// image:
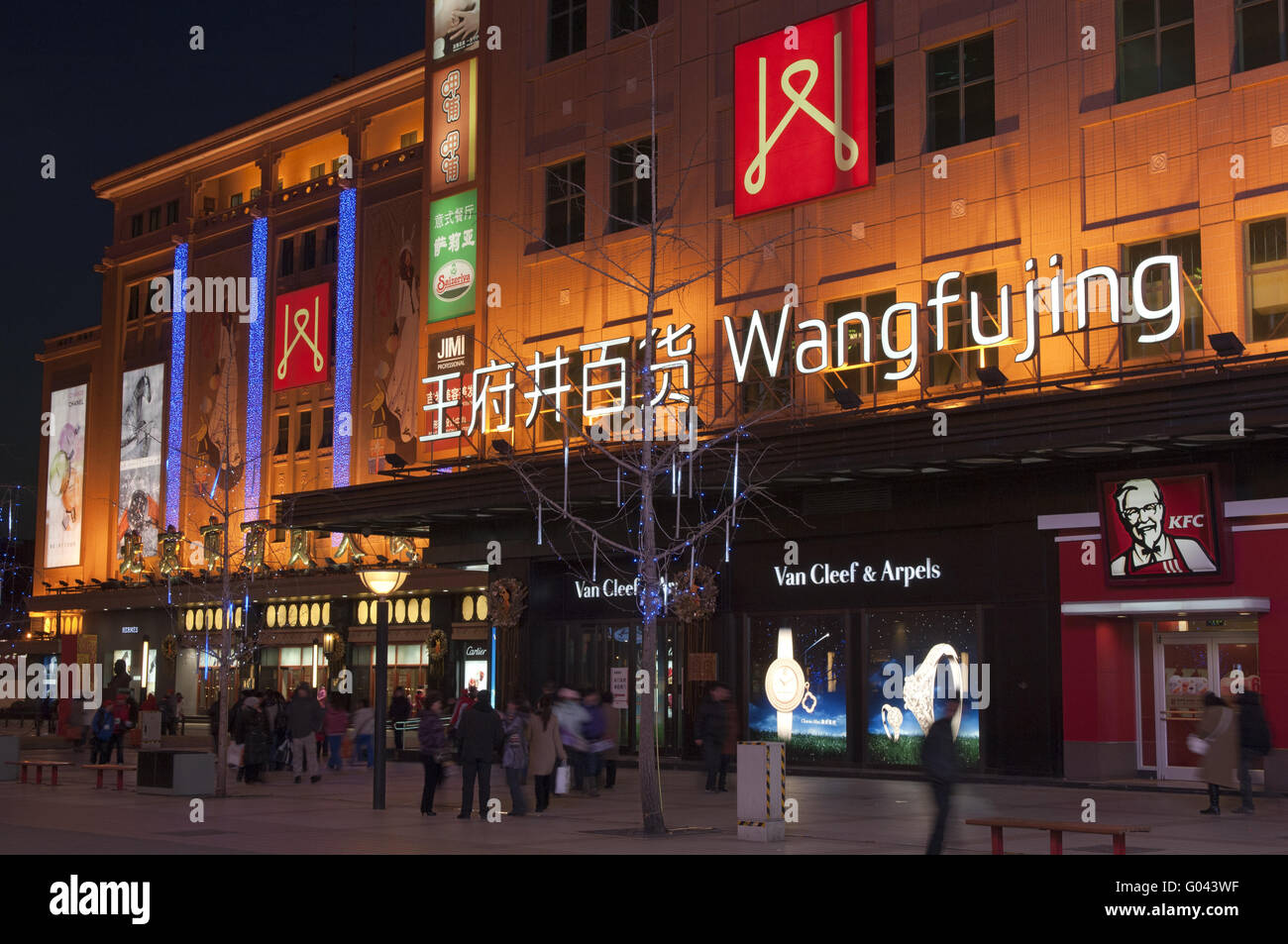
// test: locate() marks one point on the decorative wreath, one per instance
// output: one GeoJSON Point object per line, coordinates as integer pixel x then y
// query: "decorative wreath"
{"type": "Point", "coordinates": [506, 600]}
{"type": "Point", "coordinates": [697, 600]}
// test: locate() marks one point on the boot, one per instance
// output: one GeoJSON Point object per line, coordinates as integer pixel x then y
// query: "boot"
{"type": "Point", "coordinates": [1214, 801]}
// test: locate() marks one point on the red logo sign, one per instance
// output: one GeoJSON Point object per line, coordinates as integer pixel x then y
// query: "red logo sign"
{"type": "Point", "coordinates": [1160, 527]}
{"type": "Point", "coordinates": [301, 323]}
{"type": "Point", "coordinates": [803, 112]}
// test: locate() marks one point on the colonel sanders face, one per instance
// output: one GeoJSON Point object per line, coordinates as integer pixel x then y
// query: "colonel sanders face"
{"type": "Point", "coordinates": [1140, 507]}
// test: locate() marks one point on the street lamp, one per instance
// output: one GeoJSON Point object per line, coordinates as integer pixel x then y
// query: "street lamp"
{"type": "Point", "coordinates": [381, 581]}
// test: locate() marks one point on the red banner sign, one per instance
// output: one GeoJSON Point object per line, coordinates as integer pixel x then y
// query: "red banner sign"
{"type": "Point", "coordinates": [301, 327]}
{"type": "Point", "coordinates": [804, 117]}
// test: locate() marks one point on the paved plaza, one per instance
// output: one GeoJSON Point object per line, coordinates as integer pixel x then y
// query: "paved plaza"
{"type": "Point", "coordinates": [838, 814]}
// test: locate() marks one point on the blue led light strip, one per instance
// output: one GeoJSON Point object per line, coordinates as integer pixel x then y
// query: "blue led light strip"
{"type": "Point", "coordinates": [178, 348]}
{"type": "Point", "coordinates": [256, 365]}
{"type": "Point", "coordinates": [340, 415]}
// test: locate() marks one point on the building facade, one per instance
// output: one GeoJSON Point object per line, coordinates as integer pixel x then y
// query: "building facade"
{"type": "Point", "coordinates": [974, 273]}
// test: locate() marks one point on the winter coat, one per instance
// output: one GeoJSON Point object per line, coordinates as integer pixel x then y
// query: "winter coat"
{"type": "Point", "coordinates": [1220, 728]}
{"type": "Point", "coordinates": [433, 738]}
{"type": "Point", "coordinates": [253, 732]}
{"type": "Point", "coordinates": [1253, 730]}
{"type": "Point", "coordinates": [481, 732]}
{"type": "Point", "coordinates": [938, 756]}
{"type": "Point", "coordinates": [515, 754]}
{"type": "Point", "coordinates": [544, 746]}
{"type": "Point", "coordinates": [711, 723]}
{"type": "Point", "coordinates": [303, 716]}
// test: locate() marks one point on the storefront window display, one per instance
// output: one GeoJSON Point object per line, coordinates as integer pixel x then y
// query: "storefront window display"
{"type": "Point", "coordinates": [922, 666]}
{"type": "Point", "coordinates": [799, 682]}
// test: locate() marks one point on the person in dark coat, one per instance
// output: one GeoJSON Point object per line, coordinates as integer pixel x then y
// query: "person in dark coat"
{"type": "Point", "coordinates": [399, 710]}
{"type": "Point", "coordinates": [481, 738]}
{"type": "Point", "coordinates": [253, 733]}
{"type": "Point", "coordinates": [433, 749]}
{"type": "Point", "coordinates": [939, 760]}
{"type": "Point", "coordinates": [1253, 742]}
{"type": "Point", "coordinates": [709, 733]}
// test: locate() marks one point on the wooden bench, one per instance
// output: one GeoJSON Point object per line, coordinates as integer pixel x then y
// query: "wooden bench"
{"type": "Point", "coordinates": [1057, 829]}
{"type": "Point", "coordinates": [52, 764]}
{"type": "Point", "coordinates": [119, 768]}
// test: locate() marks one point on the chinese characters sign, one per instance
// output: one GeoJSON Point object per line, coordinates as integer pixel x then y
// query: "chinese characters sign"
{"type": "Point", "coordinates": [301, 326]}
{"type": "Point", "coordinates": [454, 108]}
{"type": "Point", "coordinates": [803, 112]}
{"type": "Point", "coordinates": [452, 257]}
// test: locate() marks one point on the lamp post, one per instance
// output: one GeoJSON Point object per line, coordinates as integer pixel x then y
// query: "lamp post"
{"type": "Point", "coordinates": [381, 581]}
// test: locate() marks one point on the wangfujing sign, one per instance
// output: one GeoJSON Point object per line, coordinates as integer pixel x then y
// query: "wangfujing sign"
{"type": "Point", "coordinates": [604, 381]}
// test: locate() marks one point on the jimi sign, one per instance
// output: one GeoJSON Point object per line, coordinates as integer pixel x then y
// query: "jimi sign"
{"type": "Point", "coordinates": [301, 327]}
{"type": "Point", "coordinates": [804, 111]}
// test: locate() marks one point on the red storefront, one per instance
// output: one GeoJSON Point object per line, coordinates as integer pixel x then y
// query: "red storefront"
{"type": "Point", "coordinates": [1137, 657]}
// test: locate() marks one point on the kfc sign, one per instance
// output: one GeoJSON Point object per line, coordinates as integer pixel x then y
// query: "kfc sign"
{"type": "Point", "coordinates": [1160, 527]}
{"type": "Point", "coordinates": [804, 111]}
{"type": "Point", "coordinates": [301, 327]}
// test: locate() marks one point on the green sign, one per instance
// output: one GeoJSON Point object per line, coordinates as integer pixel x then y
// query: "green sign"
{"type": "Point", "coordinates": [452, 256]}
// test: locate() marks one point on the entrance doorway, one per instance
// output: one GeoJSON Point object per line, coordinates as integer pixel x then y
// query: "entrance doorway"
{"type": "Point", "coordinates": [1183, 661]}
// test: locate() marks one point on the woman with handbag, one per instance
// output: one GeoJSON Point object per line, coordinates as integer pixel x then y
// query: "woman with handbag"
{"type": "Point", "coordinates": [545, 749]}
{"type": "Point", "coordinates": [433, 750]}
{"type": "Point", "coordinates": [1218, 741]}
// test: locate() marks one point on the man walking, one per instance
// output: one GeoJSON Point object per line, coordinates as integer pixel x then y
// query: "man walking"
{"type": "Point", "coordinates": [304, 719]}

...

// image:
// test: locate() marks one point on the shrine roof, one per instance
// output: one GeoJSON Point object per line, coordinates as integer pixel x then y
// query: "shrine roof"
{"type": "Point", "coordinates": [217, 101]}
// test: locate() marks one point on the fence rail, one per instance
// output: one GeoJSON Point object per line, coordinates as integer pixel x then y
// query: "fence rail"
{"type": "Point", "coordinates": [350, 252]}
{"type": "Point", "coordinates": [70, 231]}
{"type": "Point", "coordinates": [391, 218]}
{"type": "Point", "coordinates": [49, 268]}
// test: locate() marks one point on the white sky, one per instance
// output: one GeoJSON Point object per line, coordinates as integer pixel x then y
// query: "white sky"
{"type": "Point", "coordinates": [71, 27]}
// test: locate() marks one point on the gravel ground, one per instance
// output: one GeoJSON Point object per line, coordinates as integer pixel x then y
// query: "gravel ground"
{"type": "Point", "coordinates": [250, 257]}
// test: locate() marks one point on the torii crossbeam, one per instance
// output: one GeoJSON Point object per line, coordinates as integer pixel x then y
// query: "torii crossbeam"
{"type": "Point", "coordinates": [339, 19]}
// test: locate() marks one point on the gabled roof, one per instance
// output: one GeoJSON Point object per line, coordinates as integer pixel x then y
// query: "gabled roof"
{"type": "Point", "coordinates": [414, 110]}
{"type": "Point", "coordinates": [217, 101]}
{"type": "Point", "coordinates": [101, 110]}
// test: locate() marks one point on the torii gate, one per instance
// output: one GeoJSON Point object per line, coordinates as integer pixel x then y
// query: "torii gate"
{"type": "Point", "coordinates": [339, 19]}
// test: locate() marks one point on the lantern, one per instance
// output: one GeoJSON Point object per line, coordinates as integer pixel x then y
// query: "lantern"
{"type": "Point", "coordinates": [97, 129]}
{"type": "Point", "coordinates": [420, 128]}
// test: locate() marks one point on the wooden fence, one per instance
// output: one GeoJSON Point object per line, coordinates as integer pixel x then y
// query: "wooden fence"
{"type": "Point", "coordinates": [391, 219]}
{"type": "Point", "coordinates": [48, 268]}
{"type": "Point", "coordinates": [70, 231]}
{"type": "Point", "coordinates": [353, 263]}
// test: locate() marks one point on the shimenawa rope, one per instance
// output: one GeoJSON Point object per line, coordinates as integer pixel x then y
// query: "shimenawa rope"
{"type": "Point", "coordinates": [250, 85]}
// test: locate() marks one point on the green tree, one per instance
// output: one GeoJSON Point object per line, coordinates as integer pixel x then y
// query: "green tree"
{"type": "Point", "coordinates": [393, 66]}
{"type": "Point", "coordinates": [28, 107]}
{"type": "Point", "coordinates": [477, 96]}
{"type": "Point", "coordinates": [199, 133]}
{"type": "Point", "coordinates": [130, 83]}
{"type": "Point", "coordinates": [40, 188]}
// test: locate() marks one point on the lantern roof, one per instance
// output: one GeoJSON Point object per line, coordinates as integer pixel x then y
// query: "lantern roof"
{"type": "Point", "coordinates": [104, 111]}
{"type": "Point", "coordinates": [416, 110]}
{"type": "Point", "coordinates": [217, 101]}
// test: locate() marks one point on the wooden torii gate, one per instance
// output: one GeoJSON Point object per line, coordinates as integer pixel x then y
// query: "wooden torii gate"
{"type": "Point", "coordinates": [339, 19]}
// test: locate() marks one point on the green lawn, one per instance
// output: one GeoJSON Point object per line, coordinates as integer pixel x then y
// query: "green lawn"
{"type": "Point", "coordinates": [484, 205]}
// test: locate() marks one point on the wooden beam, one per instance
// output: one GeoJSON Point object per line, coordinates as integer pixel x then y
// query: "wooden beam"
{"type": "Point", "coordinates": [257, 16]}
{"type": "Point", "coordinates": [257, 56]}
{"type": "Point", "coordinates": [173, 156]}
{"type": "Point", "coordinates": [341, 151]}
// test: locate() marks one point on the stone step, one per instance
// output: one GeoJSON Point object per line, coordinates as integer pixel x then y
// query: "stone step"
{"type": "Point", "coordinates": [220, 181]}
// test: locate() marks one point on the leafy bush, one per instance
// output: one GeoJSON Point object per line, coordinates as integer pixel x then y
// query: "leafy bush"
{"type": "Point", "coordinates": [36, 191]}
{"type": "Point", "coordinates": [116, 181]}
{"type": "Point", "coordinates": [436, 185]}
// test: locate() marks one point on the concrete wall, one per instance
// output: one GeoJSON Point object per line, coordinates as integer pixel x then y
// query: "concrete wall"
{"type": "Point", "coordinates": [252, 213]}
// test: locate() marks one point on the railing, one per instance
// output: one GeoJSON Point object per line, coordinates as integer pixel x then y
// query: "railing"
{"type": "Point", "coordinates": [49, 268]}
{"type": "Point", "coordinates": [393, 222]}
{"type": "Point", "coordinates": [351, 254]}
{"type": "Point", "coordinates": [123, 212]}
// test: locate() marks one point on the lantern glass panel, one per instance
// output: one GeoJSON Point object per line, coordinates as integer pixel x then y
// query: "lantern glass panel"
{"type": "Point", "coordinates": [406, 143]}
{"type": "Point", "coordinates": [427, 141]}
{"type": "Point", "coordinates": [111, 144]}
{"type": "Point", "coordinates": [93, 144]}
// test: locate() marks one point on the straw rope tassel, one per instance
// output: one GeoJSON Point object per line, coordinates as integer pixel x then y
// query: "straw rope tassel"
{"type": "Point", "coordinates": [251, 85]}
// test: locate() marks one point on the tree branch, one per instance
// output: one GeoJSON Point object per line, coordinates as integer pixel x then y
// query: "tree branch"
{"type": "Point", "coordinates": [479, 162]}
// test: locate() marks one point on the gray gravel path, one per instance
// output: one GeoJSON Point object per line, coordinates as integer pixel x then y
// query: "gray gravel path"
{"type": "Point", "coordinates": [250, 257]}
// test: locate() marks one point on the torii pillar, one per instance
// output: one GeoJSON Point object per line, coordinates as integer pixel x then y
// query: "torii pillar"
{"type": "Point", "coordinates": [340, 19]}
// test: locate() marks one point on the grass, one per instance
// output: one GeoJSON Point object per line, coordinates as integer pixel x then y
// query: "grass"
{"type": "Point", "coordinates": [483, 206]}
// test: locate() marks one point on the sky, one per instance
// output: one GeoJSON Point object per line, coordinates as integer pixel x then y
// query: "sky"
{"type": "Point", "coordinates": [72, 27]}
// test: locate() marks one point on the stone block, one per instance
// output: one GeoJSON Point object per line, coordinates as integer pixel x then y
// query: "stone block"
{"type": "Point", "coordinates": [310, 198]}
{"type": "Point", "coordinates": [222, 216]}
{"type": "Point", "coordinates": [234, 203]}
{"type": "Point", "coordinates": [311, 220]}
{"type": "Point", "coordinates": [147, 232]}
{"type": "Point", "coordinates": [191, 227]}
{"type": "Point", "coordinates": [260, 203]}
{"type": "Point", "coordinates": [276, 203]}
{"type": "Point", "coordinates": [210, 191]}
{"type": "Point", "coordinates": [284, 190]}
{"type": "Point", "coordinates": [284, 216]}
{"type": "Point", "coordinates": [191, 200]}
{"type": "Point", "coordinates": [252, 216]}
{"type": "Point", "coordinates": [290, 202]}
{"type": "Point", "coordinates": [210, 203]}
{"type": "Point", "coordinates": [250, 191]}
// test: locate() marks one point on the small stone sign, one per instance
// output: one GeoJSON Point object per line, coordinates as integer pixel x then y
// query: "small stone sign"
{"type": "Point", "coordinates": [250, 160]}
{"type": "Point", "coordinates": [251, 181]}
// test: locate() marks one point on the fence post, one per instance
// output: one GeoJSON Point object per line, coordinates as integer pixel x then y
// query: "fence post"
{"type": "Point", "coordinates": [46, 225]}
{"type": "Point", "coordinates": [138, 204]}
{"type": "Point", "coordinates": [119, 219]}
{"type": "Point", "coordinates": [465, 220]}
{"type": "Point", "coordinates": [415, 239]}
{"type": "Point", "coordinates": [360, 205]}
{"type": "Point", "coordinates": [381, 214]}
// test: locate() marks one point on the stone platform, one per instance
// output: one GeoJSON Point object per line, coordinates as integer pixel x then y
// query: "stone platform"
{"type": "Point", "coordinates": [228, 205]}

--

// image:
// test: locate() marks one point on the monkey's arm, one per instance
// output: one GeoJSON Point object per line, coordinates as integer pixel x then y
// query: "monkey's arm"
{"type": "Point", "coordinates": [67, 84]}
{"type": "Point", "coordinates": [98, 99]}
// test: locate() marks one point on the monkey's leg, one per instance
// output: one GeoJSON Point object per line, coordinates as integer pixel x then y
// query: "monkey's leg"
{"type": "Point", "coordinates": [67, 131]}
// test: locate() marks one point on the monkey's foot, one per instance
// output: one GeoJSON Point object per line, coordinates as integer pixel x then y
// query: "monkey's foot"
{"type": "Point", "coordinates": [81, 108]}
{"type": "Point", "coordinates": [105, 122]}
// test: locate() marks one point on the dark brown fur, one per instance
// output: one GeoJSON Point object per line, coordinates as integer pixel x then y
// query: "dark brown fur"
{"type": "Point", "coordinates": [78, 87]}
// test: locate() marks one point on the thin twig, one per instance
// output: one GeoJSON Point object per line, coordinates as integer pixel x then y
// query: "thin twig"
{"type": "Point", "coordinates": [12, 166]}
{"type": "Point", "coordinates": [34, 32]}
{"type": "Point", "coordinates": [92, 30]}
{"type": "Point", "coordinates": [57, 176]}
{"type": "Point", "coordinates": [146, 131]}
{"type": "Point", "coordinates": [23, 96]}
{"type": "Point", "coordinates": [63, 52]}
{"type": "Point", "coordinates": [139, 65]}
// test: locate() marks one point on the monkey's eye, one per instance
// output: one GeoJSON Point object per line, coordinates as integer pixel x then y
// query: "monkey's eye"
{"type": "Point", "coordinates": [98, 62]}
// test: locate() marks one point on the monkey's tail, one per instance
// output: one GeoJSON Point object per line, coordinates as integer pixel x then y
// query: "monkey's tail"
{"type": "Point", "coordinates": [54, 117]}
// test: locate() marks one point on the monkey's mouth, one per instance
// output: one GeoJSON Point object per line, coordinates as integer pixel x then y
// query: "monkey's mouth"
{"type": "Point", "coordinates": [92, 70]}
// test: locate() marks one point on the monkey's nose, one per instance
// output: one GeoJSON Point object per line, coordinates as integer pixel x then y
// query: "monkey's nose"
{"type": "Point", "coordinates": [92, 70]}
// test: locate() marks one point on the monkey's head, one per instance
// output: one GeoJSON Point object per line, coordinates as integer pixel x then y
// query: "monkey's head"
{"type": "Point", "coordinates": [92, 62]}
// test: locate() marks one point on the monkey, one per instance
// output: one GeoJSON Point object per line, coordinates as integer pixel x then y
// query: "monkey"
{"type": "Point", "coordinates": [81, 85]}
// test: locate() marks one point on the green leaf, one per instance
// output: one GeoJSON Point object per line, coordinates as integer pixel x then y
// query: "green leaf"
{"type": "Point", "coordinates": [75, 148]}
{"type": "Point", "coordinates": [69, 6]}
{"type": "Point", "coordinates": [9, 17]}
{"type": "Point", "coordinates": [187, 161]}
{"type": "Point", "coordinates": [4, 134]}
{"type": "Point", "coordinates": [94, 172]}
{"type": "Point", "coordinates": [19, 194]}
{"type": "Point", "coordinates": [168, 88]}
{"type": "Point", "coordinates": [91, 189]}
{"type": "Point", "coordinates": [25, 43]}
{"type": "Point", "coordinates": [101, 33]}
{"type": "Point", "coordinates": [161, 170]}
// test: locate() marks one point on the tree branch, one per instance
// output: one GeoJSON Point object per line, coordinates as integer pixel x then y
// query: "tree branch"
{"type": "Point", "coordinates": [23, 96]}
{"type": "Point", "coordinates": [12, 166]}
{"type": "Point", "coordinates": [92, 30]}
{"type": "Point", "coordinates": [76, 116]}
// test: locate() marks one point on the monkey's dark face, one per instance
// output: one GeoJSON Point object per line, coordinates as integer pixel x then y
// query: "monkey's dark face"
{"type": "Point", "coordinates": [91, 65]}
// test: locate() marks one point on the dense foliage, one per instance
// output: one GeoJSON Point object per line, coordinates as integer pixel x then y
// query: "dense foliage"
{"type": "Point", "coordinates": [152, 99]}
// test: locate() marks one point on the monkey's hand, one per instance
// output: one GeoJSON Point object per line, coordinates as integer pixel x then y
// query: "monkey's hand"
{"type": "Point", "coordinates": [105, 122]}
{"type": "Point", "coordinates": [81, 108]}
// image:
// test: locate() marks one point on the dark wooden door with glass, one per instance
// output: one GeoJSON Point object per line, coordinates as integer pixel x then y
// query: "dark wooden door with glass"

● **Directions**: Tally the lines in the data above that contain the word "paved", treating uppercase and lowercase as different. Reply with the number only.

● **Solution to this task**: 2